- [Short problem a] According to the passage on tax reform, where does Australia currently rank in carbon intensity among developed countries?

-- Begin Selected excerpt --

The Henry review has underpinned much of what the government has done on tax reform. Commentators, I think, have missed one of the big stories about the recent budget, which is that it contains substantial tax reform, not the sort of tax measures that we saw all too frequently during mining boom mark-1—recycling revenue into badly targeted measures—but measures that focus on how to make our system more efficient and more equitable, and operate on a simpler basis. It is for that reason that this government is going about putting in place a minerals resource rent tax, a tax that will ensure that Australia's big mining companies at last pay their fair share, a tax that sits very much in the tradition of the progressive side of politics of ensuring that taxes are paid by those who can best afford them and that taxes impose a minimum deadweight cost on the economy. Growth is a Labor value. Increasing the size of the Australian economy is absolutely critical and the minerals resource rent tax will see us do that. Another substantial tax reform is carbon pricing. We are recognising, through a fixed carbon price and then an emissions trading scheme, that the best way of dealing with dangerous climate change is to go to the heart of the problem, which is dangerous carbon pollution. At the moment, polluters can put as much carbon pollution into the atmosphere as they like. They do not pay for carbon pollution. Carbon pricing has been presented as an environmental reform but it is of course also an economic reform. The most effective way of getting carbon abatement in the Australian economy is to put a price on carbon, not through the coalition's grab bag of subsidies for polluters but going straight to the issue, putting a price on pollution and bringing about a smooth transition to a cleaner, greener economy, taking Australia from its current position as the most carbon intensive country in the developed world to a position where we are able to compete effectively for the green jobs of the future.

-- End Selected excerpt --
-- Begin Excerpted records --

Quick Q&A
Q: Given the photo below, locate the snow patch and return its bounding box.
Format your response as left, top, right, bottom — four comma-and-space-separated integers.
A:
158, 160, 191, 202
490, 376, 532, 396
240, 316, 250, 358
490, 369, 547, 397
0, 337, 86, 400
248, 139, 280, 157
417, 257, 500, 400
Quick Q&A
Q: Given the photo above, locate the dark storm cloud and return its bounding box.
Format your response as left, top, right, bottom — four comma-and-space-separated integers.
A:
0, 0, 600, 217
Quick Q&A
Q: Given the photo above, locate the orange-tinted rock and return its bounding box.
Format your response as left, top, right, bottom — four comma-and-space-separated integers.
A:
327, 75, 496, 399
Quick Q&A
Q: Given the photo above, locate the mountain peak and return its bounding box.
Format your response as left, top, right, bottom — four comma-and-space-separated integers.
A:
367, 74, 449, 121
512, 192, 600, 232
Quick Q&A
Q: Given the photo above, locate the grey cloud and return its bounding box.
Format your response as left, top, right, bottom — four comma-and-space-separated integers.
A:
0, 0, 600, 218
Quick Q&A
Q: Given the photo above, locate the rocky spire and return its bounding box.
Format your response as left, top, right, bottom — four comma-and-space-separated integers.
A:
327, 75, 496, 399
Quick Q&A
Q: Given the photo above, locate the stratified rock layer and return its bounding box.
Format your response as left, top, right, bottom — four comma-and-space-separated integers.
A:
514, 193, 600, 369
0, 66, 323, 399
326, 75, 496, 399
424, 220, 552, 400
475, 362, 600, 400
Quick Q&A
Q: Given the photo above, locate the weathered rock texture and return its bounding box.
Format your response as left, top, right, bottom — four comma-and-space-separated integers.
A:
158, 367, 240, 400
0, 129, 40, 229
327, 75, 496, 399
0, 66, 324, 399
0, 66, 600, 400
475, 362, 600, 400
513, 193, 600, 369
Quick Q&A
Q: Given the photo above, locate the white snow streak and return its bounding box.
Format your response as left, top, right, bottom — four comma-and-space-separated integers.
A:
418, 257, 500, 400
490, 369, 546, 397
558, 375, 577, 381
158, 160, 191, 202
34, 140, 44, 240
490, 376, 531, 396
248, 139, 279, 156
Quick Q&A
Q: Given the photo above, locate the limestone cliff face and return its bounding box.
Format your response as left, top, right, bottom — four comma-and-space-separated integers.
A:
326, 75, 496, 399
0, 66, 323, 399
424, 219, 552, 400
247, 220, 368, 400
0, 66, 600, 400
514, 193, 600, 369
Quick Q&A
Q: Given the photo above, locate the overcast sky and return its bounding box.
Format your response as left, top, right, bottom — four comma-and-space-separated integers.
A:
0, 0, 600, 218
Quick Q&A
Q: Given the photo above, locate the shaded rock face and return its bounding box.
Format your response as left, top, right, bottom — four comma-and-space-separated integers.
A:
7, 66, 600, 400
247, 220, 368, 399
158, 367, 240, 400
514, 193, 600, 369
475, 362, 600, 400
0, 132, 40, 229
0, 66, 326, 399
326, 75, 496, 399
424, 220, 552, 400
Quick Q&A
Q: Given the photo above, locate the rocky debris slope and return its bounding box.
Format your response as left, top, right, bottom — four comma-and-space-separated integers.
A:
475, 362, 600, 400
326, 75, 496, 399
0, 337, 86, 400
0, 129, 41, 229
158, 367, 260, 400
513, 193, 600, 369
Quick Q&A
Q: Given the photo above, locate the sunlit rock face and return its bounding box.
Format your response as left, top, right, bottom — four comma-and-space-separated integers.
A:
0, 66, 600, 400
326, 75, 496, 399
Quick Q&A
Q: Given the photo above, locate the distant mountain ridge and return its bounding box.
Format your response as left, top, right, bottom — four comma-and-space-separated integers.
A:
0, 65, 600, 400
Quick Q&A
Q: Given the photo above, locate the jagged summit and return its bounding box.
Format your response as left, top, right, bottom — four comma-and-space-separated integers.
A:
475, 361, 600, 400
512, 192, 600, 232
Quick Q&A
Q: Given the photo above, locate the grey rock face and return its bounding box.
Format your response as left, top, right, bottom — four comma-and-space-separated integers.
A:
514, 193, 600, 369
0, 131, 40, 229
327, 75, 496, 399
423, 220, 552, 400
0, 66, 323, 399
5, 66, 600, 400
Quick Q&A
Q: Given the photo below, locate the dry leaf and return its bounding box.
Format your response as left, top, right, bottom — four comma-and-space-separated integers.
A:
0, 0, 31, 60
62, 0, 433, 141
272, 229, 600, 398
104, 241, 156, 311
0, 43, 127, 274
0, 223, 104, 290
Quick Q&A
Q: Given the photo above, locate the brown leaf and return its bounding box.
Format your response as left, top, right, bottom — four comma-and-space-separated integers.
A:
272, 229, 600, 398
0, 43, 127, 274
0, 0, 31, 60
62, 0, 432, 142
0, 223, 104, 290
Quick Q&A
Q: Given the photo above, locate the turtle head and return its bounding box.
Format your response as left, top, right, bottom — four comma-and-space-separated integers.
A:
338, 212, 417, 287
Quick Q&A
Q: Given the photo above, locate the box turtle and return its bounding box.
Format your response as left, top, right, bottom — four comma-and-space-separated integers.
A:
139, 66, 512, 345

-- End Excerpted records --
-- Begin Excerpted records --

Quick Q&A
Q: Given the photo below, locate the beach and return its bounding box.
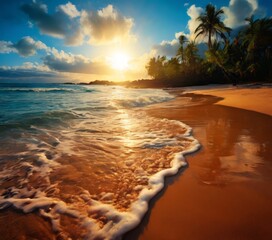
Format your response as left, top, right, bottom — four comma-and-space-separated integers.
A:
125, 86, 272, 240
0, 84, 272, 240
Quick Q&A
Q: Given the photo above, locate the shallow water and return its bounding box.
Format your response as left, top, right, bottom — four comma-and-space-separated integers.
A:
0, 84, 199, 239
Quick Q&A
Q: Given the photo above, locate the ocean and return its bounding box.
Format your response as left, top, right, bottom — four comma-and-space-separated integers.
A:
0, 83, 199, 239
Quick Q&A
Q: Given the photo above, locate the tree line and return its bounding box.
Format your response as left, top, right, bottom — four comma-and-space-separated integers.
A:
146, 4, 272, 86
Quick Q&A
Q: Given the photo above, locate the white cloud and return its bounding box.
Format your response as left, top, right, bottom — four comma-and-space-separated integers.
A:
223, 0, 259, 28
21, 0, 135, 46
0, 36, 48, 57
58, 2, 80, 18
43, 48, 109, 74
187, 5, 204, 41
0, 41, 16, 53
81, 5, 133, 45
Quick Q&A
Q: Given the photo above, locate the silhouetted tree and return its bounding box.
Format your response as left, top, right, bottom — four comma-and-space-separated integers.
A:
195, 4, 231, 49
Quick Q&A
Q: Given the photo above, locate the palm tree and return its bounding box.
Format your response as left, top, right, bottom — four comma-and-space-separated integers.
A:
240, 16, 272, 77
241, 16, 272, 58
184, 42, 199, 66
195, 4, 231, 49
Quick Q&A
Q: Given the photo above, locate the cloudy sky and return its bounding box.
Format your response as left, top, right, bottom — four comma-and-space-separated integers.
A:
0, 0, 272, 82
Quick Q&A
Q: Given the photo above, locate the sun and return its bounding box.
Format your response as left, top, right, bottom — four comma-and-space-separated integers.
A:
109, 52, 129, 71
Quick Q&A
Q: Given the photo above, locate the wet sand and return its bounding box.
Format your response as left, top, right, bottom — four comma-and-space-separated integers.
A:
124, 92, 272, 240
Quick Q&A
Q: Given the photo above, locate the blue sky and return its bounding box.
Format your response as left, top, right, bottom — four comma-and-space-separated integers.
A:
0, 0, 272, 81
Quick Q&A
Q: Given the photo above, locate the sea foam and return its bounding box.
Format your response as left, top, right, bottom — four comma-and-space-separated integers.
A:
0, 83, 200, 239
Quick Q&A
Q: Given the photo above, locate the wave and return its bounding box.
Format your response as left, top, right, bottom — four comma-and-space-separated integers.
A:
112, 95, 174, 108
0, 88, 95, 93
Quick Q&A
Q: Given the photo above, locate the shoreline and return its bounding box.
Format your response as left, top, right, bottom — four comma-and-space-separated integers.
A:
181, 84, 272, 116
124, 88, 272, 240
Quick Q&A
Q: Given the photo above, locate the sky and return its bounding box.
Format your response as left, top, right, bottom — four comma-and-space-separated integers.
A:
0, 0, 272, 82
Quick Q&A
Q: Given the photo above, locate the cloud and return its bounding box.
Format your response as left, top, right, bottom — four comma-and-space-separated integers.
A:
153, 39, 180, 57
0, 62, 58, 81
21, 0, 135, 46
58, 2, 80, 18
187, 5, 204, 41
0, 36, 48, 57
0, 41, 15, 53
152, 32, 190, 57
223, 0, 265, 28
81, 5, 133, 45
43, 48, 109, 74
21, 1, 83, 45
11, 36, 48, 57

-- End Excerpted records --
-- Begin Excerpted records --

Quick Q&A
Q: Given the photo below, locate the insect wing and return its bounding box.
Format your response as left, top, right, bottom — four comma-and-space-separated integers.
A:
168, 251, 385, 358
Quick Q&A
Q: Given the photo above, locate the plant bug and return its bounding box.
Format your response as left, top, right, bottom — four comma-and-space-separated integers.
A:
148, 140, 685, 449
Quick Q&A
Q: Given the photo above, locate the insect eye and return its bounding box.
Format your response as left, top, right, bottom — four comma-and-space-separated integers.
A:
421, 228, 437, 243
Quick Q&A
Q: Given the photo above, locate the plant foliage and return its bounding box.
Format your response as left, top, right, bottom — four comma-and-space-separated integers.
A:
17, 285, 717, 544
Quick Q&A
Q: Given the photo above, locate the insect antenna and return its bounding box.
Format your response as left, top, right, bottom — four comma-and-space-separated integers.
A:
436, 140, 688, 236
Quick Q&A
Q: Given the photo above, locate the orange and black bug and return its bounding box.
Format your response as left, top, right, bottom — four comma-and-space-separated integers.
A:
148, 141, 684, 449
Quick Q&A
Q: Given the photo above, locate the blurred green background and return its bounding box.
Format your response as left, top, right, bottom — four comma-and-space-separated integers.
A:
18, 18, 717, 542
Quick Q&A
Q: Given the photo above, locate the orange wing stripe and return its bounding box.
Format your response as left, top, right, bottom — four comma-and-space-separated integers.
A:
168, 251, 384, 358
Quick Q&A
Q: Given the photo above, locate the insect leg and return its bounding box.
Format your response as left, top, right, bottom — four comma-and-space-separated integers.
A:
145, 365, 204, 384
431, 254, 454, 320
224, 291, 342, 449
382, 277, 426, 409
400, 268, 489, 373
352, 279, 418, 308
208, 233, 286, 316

-- End Excerpted records --

- [Short problem b] Show every row that contains the string "rocky". Case counts.

- [Written reply a] It is the most carbon intensive country in the developed world.

- [Written reply b]
Q: Given the photo above, locate the rocky spire and return its bounding box.
Q: Given the photo above, locate the rocky debris slope and return its bounding box.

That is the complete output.